[Pointing records]
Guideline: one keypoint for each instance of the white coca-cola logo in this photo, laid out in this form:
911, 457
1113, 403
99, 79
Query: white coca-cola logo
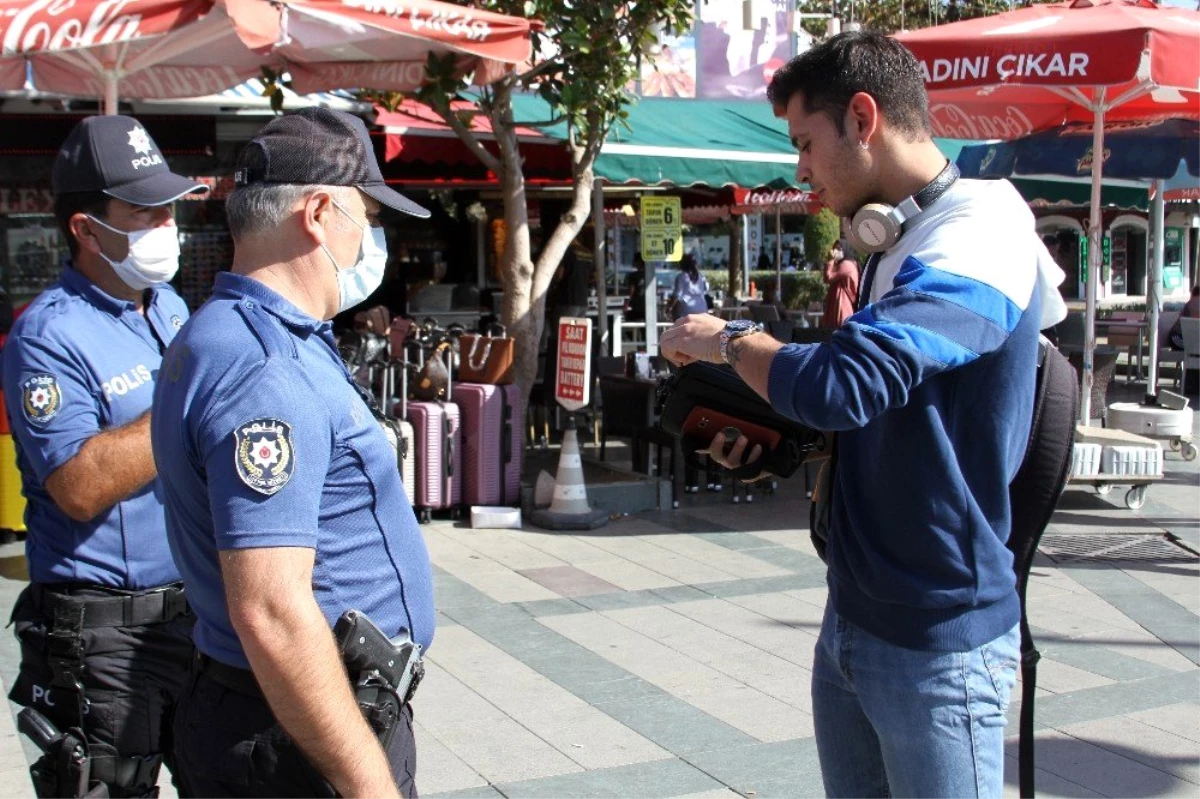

BRIEF: Convert the data above into a JSON list of strings with one string per line, skipping any blank lines. Leave the pictures out.

RESULT:
[
  "Guideline: one keypoint for each instance of the white coca-cola logo in this photo, laid out in this form:",
  "911, 457",
  "1113, 403",
  "99, 79",
  "Query: white coca-cola logo"
]